**EXERCISE INSTRUCTIONS**
Render each line of the material below as a JSON list of strings, one string per line, and leave out any blank lines.

**EXCERPTED DATA**
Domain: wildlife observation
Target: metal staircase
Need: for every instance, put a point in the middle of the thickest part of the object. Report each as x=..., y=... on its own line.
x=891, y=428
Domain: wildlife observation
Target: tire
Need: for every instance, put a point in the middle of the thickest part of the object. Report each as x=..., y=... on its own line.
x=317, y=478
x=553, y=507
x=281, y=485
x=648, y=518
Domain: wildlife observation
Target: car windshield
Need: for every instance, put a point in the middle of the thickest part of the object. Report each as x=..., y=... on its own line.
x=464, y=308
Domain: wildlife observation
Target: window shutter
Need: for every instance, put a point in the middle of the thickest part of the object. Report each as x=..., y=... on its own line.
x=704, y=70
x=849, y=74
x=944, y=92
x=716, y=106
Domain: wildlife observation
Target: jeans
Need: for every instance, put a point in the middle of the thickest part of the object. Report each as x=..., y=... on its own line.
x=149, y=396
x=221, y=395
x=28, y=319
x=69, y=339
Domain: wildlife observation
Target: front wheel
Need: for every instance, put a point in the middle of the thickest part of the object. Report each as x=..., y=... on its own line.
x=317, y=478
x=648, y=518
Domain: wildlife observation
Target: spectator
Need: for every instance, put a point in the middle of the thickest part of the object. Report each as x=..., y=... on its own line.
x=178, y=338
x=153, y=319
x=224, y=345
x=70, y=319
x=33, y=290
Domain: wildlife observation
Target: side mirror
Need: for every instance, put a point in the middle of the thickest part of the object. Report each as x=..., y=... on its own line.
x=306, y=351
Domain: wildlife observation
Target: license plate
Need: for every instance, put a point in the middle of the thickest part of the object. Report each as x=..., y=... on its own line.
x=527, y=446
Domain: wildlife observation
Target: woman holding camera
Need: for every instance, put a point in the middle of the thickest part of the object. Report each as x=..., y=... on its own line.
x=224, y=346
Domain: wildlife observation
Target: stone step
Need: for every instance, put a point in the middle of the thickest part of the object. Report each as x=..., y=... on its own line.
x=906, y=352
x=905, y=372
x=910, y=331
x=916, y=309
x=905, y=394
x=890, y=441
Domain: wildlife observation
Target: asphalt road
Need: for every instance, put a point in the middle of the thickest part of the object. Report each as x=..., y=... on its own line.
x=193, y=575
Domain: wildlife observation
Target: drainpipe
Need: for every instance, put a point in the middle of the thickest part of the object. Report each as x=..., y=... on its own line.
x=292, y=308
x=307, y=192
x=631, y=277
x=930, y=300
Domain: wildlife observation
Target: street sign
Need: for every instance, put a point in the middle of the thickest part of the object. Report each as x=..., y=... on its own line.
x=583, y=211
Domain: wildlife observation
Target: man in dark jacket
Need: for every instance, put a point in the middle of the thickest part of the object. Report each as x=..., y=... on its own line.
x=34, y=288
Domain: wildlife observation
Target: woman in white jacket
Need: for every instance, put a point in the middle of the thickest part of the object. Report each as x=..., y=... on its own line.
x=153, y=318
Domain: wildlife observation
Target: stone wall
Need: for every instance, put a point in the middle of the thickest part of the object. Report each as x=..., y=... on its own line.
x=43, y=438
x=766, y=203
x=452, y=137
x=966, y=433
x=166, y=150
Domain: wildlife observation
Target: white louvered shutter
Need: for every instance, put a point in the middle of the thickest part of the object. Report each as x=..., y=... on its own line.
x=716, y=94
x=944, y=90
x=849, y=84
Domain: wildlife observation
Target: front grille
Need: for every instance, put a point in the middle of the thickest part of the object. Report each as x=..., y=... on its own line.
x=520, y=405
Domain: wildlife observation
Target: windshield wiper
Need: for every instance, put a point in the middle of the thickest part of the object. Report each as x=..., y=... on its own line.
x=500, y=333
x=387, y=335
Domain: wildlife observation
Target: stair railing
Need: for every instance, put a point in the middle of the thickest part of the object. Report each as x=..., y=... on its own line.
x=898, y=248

**SOLUTION TO THIS TASK**
[
  "Domain: wildlife observation",
  "Target: metal staircase",
  "Need: for every instance, put a point in the middle of the thickest part of the object. Report each as x=..., y=... on its own line.",
  "x=891, y=428",
  "Domain: wildlife observation",
  "Target: tire",
  "Need: for every instance, put a point in the middle of the thickest part of the object. Report each as x=..., y=... on its own line.",
  "x=317, y=478",
  "x=553, y=507",
  "x=281, y=485",
  "x=648, y=518",
  "Domain: wildlife observation",
  "Target: car windshield",
  "Need: for every instance, put a point in the middle of the thickest part of the object. Report each as x=..., y=... on its own line.",
  "x=464, y=308",
  "Domain: wildlife observation",
  "Target: window shutter",
  "Need: for every instance, put a point in the middle of the thickest part of the object. Report each as x=..., y=... on its own line.",
  "x=704, y=70",
  "x=849, y=74",
  "x=944, y=92",
  "x=716, y=106",
  "Domain: wildlife observation",
  "Target: jeans",
  "Need: for every instance, put a point in the middle of the thickest part of the object. Report each as x=..., y=... on its own line.",
  "x=149, y=396",
  "x=221, y=395",
  "x=28, y=319",
  "x=69, y=339",
  "Domain: wildlife observation",
  "Target: front wheel",
  "Need: for every instance, put a point in the middle of the thickest part of the object. Report each as x=..., y=... on its own line.",
  "x=317, y=478",
  "x=648, y=518",
  "Domain: wildlife observation",
  "Target: spectator",
  "Need: for every instance, put a point in the middle of the thickest part of the object. Report each as x=..., y=... on its own line.",
  "x=178, y=338",
  "x=153, y=319",
  "x=224, y=345",
  "x=70, y=319",
  "x=33, y=290",
  "Domain: wildlife observation",
  "Target: side mirror",
  "Need: for every instance, put a point in the middle of the thickest part of the object. Report each as x=..., y=... on its own line.",
  "x=306, y=351",
  "Domain: wildlife observation",
  "Target: license plate",
  "Need: for every instance, put a point in the middle of the thickest part of the object. Report each as x=..., y=... on its own line.",
  "x=527, y=446",
  "Domain: wildlife observation",
  "Target: woman holding camera",
  "Need: for every instance, put a point in the middle of the thickest part of the object. Report each as x=..., y=... on its own line.",
  "x=224, y=346",
  "Domain: wildlife observation",
  "Target: stone step",
  "Need: for every instance, put a point in the middle of the thickest part of the object. Report each as x=..., y=... on its own line.",
  "x=906, y=352",
  "x=905, y=372",
  "x=910, y=331",
  "x=916, y=309",
  "x=905, y=394",
  "x=890, y=441",
  "Domain: wildlife observation",
  "Target: asphalt road",
  "Need: for every instance, put a point in the middle of the thickest part of the object. Report each as x=..., y=... on its own line.",
  "x=193, y=575",
  "Domain: wildlife observation",
  "Target: drainpipe",
  "Need: for every instance, put a point in the middle of the thickest part of the object. Report each as x=..., y=... on its own line.",
  "x=292, y=308",
  "x=307, y=192",
  "x=631, y=277",
  "x=930, y=300",
  "Domain: wildlife observation",
  "Target: street sign",
  "Need: for every instance, put a point in the middle of the thickest part of the object. Report each as x=..., y=... on its own line.",
  "x=583, y=211",
  "Domain: wildlife observation",
  "Target: man in dark jacket",
  "Need: for every instance, put a point in the middle of the thickest part of the object. Report each as x=..., y=... on its own line.",
  "x=34, y=288",
  "Domain: wildlife observation",
  "Target: woman in white jacket",
  "Need: for every instance, put a point in the middle of the thickest part of the object. Report each as x=..., y=... on its own line.",
  "x=153, y=318",
  "Domain: wildlife observation",
  "Target: stone wall",
  "Need: for every instance, put a point in the middle of the thickest part of the object. Report each as x=..., y=... on its own line.",
  "x=43, y=438",
  "x=766, y=203",
  "x=452, y=137",
  "x=966, y=433",
  "x=166, y=150",
  "Domain: wildlife observation",
  "Target: white louvered shutter",
  "Need: for every instance, put a point in the middle of the thickest part of the object. Report each as x=..., y=... on its own line.",
  "x=716, y=94",
  "x=944, y=90",
  "x=849, y=84",
  "Domain: wildlife observation",
  "Target: front grille",
  "Need: for every instance, put a point in the middle of the thickest part of the object. Report each as x=..., y=... on its own line.",
  "x=520, y=405",
  "Domain: wildlife observation",
  "Target: windshield wiper",
  "Need: for every instance, put a point in the middle of the thickest part of the object. Report each as x=..., y=... on its own line.",
  "x=500, y=333",
  "x=387, y=335",
  "Domain: wildlife observation",
  "Target: stair railing",
  "Need: for every instance, put a point in the middle of the thickest part of the object. Report each as x=..., y=... on its own line.",
  "x=898, y=248"
]